### Task goal
Look through the data below and, wherever a line carries the word "after", please copy that line.

### Data supplied

--

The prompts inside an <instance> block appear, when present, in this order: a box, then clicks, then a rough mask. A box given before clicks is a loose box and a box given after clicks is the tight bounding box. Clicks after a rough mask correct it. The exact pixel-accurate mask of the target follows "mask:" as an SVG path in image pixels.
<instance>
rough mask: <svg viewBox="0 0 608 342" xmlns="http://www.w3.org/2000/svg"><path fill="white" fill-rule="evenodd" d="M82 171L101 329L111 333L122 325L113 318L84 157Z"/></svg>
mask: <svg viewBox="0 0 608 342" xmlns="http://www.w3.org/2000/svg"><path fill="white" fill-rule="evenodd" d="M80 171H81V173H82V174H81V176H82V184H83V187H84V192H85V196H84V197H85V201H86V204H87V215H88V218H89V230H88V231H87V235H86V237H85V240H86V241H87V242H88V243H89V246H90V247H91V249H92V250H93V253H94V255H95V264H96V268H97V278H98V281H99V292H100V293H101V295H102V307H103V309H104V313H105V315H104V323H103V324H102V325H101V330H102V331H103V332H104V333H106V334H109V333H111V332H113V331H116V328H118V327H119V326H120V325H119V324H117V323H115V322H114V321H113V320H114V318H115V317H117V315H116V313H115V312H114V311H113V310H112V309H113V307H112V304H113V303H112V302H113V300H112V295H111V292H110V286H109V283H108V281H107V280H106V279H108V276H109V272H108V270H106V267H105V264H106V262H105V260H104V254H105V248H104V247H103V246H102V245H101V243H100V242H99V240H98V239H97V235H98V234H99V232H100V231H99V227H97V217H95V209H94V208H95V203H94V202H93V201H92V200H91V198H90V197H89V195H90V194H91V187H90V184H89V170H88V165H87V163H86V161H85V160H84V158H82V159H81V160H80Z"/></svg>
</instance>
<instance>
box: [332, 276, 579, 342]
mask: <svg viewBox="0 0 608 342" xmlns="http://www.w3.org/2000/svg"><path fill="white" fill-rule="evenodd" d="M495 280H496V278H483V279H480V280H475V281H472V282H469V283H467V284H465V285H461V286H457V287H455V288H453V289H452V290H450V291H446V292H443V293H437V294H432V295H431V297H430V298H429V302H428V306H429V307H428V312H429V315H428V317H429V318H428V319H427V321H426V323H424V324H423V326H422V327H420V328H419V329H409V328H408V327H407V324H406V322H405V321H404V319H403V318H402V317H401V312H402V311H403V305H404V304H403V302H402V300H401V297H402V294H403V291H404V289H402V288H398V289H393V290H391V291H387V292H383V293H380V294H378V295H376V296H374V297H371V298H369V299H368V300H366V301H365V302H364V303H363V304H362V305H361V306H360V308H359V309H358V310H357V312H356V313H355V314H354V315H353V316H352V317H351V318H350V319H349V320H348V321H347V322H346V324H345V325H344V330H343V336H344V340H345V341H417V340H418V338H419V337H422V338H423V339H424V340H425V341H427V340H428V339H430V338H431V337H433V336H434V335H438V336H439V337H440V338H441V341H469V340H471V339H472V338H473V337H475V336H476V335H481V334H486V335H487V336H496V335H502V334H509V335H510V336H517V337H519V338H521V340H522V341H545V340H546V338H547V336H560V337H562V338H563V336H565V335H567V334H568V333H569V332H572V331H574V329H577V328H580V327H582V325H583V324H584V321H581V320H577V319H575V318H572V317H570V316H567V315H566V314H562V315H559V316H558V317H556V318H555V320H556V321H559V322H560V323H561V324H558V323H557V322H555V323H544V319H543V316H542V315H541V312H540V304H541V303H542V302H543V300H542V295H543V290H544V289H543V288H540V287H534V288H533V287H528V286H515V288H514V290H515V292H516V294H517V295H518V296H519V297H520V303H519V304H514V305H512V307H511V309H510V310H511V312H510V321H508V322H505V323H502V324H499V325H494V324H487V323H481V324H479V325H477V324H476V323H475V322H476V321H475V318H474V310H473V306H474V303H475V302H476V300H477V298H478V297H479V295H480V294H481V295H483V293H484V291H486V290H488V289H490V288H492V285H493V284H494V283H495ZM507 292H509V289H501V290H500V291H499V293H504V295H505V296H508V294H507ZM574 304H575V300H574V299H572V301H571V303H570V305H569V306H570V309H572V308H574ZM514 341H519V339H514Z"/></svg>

--

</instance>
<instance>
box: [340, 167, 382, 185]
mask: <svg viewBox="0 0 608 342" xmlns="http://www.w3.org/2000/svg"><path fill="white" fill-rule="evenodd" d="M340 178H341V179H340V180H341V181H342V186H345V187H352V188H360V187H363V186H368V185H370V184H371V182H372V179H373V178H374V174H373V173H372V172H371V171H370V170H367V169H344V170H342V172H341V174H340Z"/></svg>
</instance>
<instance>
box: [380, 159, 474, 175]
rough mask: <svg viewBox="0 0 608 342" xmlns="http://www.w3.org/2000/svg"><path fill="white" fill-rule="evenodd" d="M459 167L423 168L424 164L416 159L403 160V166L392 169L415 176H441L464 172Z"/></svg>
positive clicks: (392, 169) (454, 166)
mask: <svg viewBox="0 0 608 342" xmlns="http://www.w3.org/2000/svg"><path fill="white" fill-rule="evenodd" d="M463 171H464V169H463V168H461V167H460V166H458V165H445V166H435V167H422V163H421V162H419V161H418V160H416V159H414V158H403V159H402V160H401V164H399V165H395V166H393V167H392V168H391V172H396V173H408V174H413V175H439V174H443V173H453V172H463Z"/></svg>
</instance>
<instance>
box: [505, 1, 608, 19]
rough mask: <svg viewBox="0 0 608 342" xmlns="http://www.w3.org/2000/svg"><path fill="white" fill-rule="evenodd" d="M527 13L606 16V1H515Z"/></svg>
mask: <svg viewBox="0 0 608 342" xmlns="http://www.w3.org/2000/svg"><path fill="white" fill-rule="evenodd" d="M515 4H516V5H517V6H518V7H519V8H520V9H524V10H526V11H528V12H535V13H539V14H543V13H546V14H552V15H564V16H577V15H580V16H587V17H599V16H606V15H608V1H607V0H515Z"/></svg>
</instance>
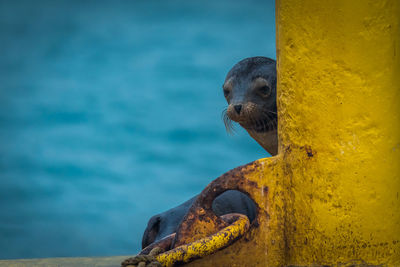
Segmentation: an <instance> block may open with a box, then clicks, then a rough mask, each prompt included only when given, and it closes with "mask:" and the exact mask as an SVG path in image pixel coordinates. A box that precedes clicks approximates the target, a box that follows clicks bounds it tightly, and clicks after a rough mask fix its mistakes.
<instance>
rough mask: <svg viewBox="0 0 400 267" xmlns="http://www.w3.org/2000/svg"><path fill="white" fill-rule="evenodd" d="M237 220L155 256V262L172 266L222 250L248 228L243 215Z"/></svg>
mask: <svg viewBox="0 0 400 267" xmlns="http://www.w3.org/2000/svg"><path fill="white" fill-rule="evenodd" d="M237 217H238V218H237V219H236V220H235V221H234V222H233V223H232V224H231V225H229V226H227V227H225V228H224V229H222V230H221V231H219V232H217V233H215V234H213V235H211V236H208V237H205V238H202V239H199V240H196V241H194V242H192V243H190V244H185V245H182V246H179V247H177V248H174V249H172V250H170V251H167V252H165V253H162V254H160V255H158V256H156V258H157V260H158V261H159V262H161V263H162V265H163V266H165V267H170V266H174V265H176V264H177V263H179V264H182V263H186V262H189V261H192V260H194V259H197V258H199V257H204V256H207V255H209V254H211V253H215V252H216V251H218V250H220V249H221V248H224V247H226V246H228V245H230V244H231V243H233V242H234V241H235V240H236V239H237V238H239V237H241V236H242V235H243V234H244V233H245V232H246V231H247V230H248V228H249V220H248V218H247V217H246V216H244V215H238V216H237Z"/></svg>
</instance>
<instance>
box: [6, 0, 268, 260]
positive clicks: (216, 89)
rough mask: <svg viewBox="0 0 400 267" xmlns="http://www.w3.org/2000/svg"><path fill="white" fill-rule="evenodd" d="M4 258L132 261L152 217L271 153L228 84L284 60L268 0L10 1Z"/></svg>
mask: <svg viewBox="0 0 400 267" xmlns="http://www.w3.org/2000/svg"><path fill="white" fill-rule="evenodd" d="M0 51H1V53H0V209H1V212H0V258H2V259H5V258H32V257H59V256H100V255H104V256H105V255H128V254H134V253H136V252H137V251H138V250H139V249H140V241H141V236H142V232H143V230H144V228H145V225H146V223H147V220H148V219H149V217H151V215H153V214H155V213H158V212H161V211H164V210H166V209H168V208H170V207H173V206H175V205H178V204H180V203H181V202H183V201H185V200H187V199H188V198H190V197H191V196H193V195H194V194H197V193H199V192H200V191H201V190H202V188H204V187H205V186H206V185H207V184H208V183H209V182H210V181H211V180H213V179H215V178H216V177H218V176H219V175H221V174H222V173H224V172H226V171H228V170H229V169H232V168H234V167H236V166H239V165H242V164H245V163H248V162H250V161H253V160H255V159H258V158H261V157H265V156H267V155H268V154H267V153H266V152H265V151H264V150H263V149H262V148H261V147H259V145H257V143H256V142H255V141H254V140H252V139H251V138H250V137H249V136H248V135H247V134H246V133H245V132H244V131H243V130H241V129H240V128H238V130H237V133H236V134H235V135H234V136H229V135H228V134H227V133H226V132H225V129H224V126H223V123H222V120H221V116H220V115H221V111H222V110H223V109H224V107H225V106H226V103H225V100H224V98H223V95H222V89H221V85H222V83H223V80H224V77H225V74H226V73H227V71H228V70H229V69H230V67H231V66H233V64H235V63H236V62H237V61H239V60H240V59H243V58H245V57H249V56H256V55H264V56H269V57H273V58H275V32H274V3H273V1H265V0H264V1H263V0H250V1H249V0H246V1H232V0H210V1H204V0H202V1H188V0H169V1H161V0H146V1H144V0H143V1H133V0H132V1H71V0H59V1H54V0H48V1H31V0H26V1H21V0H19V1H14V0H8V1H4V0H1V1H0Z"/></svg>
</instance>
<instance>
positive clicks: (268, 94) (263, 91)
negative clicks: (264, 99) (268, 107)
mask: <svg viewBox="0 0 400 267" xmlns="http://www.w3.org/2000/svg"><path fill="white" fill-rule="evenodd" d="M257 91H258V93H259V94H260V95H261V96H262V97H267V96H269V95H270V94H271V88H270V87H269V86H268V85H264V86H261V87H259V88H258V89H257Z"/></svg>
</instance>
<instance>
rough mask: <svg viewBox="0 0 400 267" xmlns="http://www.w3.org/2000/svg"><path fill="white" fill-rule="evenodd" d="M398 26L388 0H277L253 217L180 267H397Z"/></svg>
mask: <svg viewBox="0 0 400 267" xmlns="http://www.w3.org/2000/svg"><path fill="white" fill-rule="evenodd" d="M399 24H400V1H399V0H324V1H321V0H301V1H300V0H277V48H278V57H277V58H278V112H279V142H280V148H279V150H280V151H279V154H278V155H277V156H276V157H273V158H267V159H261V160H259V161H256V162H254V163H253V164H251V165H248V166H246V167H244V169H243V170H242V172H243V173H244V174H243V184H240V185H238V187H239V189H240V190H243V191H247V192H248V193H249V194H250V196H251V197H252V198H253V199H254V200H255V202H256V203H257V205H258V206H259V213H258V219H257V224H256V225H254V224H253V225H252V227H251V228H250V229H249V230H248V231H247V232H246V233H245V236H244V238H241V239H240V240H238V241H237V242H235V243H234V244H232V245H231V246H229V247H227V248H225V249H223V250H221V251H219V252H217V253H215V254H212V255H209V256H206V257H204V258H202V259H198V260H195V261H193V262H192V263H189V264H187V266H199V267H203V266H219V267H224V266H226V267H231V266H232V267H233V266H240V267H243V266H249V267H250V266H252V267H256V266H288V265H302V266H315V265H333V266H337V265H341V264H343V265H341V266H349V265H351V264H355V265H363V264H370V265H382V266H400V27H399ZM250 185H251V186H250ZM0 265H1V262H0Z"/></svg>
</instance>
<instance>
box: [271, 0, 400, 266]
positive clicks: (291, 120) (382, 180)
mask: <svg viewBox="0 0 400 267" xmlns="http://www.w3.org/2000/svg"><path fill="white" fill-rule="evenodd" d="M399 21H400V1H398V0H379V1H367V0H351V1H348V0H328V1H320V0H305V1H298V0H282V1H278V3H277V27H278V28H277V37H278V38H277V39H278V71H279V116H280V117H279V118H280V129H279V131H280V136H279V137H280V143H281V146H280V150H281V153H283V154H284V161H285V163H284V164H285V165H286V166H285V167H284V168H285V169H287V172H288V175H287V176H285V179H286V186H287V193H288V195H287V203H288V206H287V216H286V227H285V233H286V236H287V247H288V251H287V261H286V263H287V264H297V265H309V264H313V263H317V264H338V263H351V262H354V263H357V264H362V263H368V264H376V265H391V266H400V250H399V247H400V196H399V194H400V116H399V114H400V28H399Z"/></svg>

--

### Written solution
The prompts inside an <instance> block appear, when present, in this order: a box, then clicks, then a rough mask. A box given before clicks is a loose box and a box given after clicks is the tight bounding box. Clicks after a rough mask correct it. The exact pixel-accurate mask of the target follows "mask:" as an SVG path in image pixels.
Segmentation: an <instance> block may open with a box, then clicks, then a rough mask, each prompt included only when given, and it closes with "mask:" and the exact mask as an SVG path in image pixel coordinates. A box that precedes clicks approximates the target, a box that follows clicks bounds it tightly, and clicks after a rough mask fix its mistakes.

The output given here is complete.